> 数据部分
/---
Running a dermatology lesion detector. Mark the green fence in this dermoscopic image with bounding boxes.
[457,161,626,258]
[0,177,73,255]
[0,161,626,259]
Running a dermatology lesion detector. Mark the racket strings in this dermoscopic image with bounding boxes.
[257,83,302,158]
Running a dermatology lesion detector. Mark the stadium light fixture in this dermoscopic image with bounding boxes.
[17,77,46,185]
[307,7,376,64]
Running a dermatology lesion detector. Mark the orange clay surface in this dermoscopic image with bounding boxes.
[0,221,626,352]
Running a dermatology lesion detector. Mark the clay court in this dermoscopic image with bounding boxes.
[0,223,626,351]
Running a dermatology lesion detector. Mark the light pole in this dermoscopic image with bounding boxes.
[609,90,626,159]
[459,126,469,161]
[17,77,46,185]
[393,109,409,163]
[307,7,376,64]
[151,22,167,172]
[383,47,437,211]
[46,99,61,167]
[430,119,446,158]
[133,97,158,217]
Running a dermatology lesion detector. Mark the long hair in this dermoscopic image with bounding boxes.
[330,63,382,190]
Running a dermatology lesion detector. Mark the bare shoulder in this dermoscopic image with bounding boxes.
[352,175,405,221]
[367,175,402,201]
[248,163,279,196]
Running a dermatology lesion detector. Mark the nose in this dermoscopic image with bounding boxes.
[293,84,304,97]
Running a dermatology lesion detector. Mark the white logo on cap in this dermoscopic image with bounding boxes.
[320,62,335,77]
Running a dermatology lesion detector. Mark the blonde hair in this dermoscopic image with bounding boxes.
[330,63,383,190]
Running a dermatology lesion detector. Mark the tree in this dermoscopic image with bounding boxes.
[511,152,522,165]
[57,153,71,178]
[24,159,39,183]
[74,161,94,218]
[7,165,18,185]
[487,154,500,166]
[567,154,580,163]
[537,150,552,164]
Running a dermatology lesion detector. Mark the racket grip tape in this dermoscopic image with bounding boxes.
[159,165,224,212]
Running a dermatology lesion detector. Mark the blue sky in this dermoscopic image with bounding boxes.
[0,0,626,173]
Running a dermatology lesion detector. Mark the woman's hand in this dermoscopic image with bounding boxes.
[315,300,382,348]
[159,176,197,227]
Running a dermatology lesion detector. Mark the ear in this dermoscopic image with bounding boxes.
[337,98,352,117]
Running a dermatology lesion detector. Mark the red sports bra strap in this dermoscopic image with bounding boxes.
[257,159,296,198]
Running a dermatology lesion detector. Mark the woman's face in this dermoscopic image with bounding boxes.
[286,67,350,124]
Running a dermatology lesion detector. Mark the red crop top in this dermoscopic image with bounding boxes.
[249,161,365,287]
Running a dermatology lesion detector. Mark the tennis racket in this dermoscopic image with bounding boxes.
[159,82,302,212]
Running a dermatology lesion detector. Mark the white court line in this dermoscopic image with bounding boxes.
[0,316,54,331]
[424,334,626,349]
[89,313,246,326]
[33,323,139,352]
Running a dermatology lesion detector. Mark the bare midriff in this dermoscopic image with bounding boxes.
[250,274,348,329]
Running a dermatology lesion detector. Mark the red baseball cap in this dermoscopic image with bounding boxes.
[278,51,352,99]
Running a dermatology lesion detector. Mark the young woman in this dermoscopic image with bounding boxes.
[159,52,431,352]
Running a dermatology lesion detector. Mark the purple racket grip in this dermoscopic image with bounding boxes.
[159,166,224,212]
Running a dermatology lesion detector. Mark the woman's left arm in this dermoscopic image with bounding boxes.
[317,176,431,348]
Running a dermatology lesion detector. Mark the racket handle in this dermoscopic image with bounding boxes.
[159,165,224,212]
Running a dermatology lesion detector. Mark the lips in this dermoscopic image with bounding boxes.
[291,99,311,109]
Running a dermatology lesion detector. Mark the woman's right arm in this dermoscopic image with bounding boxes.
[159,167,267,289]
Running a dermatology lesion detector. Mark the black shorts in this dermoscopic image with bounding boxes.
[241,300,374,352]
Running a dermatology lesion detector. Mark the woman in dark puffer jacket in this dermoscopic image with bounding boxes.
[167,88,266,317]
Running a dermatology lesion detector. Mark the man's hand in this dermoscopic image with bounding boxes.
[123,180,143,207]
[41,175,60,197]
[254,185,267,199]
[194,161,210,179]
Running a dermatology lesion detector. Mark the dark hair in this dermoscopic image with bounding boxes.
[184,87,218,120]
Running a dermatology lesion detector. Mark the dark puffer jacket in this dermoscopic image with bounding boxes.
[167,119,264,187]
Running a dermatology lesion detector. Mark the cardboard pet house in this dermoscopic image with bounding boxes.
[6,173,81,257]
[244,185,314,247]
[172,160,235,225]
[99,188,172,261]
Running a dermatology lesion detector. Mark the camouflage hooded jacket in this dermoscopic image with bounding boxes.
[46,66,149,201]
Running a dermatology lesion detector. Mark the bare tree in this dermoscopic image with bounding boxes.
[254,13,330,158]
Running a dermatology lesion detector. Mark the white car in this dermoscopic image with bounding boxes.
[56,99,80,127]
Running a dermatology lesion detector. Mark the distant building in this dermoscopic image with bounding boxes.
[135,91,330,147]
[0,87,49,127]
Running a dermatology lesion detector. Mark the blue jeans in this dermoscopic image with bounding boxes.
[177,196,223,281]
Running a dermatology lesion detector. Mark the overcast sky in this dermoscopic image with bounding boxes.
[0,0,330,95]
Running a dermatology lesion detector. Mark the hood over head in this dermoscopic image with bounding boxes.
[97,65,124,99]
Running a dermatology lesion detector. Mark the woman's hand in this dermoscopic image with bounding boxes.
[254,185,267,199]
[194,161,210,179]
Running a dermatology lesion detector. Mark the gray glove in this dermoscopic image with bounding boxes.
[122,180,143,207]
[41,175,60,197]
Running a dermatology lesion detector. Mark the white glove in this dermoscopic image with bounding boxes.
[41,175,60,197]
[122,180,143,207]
\---
> 任务目标
请将以上全部各行以两列 CSV 的形式给出，列名为 prompt 和 target：每一条文字行与其后紧随的坐标行合为一行，文字填入 prompt，坐标填入 target。每个字段须用双引号括起，原有换行一律改为空格。

> 练习结果
prompt,target
"Running a dermatology lesion detector. Mark the green fence in this dermoscopic image with bounding boxes.","[457,161,626,258] [0,177,73,255] [0,161,626,259]"
"Running a dermatology lesion detector. Mark the racket strings in this dermoscopic image with bounding boxes.","[257,83,302,158]"
"Running a dermatology lesion detector. Mark the stadium light fixture in this dermoscopic image with bounding boxes.","[17,77,46,185] [307,7,376,64]"
"Running a dermatology lesion detector. Mark the orange clay surface in this dermoscopic image with bounding boxes.","[0,221,626,352]"
"Running a dermatology lesion detector. Mark the clay court in this dermoscopic image with bounding boxes.","[0,223,626,351]"
"Running a dermatology lesion detector. Mark the light pole in this dermoscopic image with bounding boxes.","[609,90,626,159] [459,126,469,161] [17,77,46,185] [393,109,409,163] [307,7,376,64] [151,22,167,172] [383,47,437,211] [46,99,61,167] [430,119,446,158] [133,97,158,217]"
"Running a dermatology lesion detector. Mark the long hair in this dermoscopic image with bounding boxes.","[330,63,382,190]"
"Running a dermatology lesion detector. Mark the bare shoulder in this dermoscopic image with bounding boxes.","[352,175,405,221] [367,175,402,201] [248,163,279,196]"
"Running a dermatology lesion detector. Mark the nose in this dermoscopic image with bounding boxes.","[293,84,304,97]"
"Running a dermatology lesion detector. Mark the white logo on cap in this dermoscopic image with bounding boxes.","[320,62,335,77]"
"Running a dermatology lesion detector. Mark the blonde hair in this dermoscopic image with bounding boxes.","[330,63,383,190]"
"Running a dermatology lesion detector. Mark the tree in this dermoscopic image with bounding boxes.","[511,152,522,165] [57,153,71,178] [24,159,39,183] [74,161,94,218] [7,165,18,185] [487,154,500,166] [567,154,580,163] [537,150,552,164]"
"Running a dermatology lesion detector. Mark the racket grip tape in this dermoscopic image with bounding boxes.","[159,165,224,212]"
"Running a dermatology lesion detector. Mark the blue sky in this dermoscopic image with bounding boxes.","[0,0,626,173]"
"Running a dermatology lesion detector. Mark the woman's hand in this dermoscopic image with bounding boxes.","[315,300,382,348] [159,176,197,227]"
"Running a dermatology lesion detector. Mark the ear in this dermoscopic image with bounding boxes.","[337,98,352,117]"
"Running a dermatology lesion detector. Mark the red sports bra strap in this dermoscopic image with bounding boxes.","[257,159,296,198]"
"Running a dermatology lesion detector. Mark the woman's face in this dermoscopic image with bounding boxes.","[286,67,350,124]"
"Running a dermatology lesion detector. Mark the red crop top in this dermoscopic image with bounding boxes.","[249,161,365,287]"
"Running a dermatology lesion detector. Mark the tennis racket in this dermoscopic image with bounding boxes.","[159,82,302,212]"
"Running a dermatology lesion detector. Mark the white court line in this dermoscopic image with bounding boxes.","[0,316,54,331] [424,334,626,349] [89,313,246,326] [33,323,139,352]"
"Running a dermatology lesion detector. Mark the bare midriff in this dermoscopic image with bounding boxes.","[250,274,348,329]"
"Running a dermatology lesion detector. Mark the red baseball cap in this dermoscopic image with bounding boxes.","[278,51,352,99]"
"Running a dermatology lesion detector. Mark the young woman in this dermoscopic image with bounding boxes.","[159,52,431,352]"
"Running a dermatology lesion detector. Mark the purple racket grip in this dermoscopic image with bounding boxes.","[159,166,224,212]"
"Running a dermatology lesion detector. Mark the woman's left arm in this dermoscopic image with bounding boxes.","[317,176,431,348]"
"Running a dermatology lesion detector. Mark the racket handle in this dermoscopic image with bounding boxes.","[159,165,224,212]"
"Running a dermatology lesion detector. Mark the lips in this dermoscopic image with bounding boxes.","[291,99,311,109]"
"Running a dermatology lesion detector. Mark the woman's right arm in this dermoscopic image with bounding boxes.","[159,167,267,289]"
"Running a dermatology lesion detector. Mark the black shorts in this dermoscopic image with bounding boxes.","[241,300,374,352]"
"Running a dermatology lesion detector. Mark the woman in dark puffer jacket in this dermoscopic image with bounding boxes.","[167,88,266,317]"
"Running a dermatology lesion detector. Mark the man's hand in this dermoscopic image with bounding boxes.","[123,180,143,207] [41,175,60,197] [254,185,267,199] [194,161,210,179]"
"Running a dermatology lesion detector. Mark the dark hair in this dermoscopic image with bounding boxes.","[184,87,218,120]"
"Running a dermatology lesion detector. Mark the dark puffer jacket in this dermoscopic image with bounding boxes.","[167,119,264,187]"
"Running a dermatology lesion detector. Mark the cardboard pet house in this dermoscopic image with bounding boxes.","[6,173,81,257] [244,185,314,247] [172,160,235,225] [99,188,172,261]"
"Running a dermatology lesion detector. Mark the camouflage hooded jacket in this dermoscopic image with bounding boxes.","[46,66,149,201]"
"Running a dermatology lesion detector. Mark the bare tree in this dermoscopic image with bounding boxes.","[254,13,330,158]"
"Running a dermatology lesion detector. Mark the white car in this dermoscopic image with bounding boxes.","[56,99,80,127]"
"Running a dermatology lesion detector. Mark the distant building in this dermoscopic image with bounding boxes.","[135,91,330,147] [0,87,49,127]"
"Running a dermatology lesion detector. Mark the blue jeans in this dermoscopic image with bounding boxes.","[177,196,223,281]"
"Running a dermatology lesion detector. Mark the overcast sky in this dermoscopic image with bounding boxes.","[0,0,330,95]"
"Running a dermatology lesion detector. Mark the hood over head in this dermoscopic image with bounding boxes.","[97,65,124,99]"
"Running a dermatology lesion detector. Mark the woman's hand in this dermoscopic image with bounding boxes.","[254,185,267,199] [194,161,210,179]"
"Running a dermatology lesion detector. Mark the gray glove in this dermoscopic image with bounding boxes.","[122,180,143,207] [41,175,60,197]"
"Running a dermatology lesion detector. Mark the white glove in this dermoscopic image with bounding boxes.","[41,175,60,197] [122,180,143,207]"